EXTRACT TO READ:
++++
Why Talk About The Matrix Philosophy on Valentine's Day? "Because I choose to."

Happy Valentine's Day! Enjoy your cardstock greetings that come with stickers and chocolates, and your dinner reservations or quiet evenings at home with the ones you care for most. 


Love probably means different things to different people. I can't tell you, coming from the hell I came from, where I learned what love was for sure, but I think a lot of it was from books and pop culture. 


For me, love is not a feeling. It's a choice. It's a decision you make. It's the idea that you will put that person first and care for them. Even when it's dangerous. Even when it's scary. Even when you know you'll get hurt in the process. 

One of the best books I ever came across that explained this very well was "Like a Splinter in Your Mind: The Philosophy Behind the Matric Trilogy" by Matt Lawrence.
++++
APPLY WHAT YOU READ:
• a. Answer these about the Valentine's Day text:
(i) What does the writer say the cardstock greetings come with?
(ii) If love is not a feeling to the writer, what is it?
(iii) Who is named as the author of the book the writer says explained this idea well?
• b. In the Valentine's Day text, rewrite the stretch from "Happy Valentine's Day!" through "by Matt Lawrence.", swapping "scary" for "frightening".
• c. Keep writing the Valentine's Day text about love, starting after its last sentence.
The lines after this point come from a different source.

DATASET CONTENT:
++++
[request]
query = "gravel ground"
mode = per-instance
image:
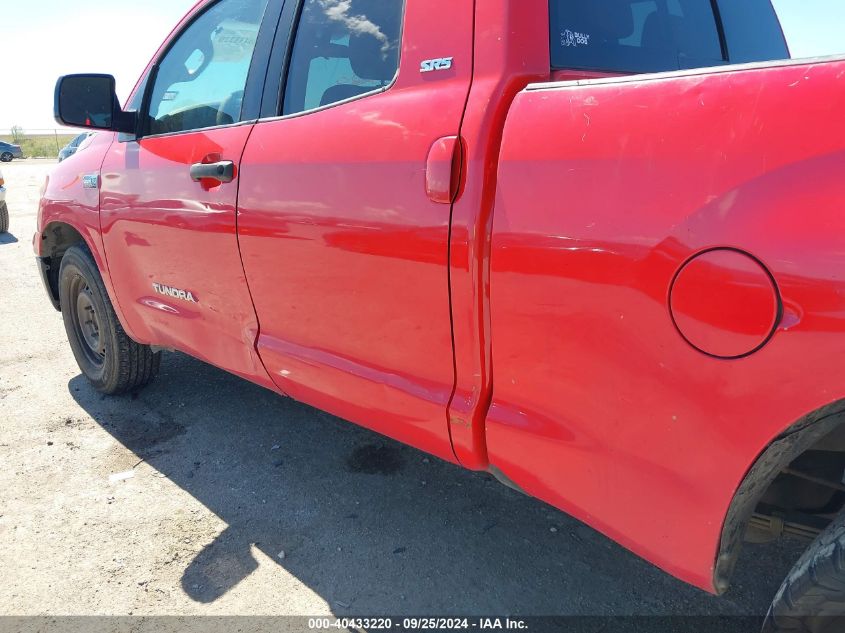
++++
TASK-BY-TASK OUTPUTS:
• a.
(i) Stickers and chocolates.
(ii) A choice.
(iii) Matt Lawrence.

• b.
Happy Valentine's Day! Enjoy your cardstock greetings that come with stickers and chocolates, and your dinner reservations or quiet evenings at home with the ones you care for most. 


Love probably means different things to different people. I can't tell you, coming from the hell I came from, where I learned what love was for sure, but I think a lot of it was from books and pop culture. 


For me, love is not a feeling. It's a choice. It's a decision you make. It's the idea that you will put that person first and care for them. Even when it's dangerous. Even when it's frightening. Even when you know you'll get hurt in the process. 

One of the best books I ever came across that explained this very well was "Like a Splinter in Your Mind: The Philosophy Behind the Matric Trilogy" by Matt Lawrence.

• c.
There is a section just picking apart the relationship between Neo and Trinity, which, if you ask me, was the driving force of the series. The idea that we aren't what we think we are has been around since before Descartes, though The Matrix presented it in wonderfully new and thought-out packaging. 

The heavy stuff in it was how do you love someone more than yourself, more than anything, in that absolutely doomed scenario, and is it even possible to do that? 

The answer is yes. If you chose to. 

The book explains that if love were just a feeling to you, it would be fickle. 

Sadness is a feeling. Are you sad all the time? Does it come and go? 

Love can't work that way. Loving someone that much is always a decision. Be careful with that decision. Find someone willing to be heroic enough to make the same decision for you. Because it's not always an easy one. You'll have dark and doom and danger-filled days together. Choosing to really love someone takes perseverance and bravery and vulnerability, and those are all things human beings struggle with on the regular. 



Real love, though, it makes you better. It really does. It doesn't mean it won't be hard, it just means it makes you a person that is better able to navigate those things. That is the magic in it. 

Happy Valentine's Day, and happy reading.